→ **Task statement**
Among the entries below, find the lines that contain the string "nothing". State only how many there are.

→ **Segmentation mask data**
··········

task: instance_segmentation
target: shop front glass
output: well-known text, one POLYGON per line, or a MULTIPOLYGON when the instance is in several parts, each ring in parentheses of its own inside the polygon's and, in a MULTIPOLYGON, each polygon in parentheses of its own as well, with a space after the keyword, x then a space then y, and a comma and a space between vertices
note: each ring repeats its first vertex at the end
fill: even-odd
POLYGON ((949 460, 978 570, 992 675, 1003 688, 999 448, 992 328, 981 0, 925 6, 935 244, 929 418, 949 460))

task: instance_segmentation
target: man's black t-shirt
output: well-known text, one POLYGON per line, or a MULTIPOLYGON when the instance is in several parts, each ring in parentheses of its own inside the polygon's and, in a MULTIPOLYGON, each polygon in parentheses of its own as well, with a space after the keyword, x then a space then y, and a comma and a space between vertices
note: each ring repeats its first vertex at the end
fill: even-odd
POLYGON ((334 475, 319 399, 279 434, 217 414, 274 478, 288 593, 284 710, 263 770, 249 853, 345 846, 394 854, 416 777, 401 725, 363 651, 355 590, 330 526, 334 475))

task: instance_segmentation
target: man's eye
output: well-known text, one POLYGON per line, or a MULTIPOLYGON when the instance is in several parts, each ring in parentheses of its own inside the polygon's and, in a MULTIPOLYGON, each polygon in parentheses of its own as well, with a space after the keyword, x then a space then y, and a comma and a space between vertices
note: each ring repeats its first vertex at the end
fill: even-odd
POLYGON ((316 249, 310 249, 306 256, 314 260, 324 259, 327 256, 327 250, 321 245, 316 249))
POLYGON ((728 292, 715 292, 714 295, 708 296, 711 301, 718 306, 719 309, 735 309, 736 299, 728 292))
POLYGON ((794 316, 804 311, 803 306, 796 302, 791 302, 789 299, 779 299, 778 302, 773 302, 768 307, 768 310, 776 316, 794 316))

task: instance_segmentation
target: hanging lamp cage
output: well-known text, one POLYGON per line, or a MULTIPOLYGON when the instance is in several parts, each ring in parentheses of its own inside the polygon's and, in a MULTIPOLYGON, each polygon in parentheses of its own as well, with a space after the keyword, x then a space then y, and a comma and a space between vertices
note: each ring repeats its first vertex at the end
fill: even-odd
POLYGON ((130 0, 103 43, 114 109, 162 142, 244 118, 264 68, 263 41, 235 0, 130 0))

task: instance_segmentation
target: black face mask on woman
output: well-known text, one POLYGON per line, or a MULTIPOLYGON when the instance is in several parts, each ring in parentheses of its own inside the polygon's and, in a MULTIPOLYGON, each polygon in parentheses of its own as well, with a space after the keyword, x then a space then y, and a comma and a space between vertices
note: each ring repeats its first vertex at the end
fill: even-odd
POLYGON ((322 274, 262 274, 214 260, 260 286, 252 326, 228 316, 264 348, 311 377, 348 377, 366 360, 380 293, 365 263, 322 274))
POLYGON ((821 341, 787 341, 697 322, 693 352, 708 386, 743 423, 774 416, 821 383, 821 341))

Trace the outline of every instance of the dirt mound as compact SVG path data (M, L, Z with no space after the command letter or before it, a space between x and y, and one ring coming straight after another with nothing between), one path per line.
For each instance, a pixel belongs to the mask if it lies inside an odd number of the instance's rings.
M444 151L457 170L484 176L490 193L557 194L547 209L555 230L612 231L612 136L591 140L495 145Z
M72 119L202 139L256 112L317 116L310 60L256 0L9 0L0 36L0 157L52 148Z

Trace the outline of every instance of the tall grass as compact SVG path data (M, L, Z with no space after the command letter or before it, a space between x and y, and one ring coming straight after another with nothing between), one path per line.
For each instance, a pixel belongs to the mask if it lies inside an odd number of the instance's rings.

··········

→ **Output**
2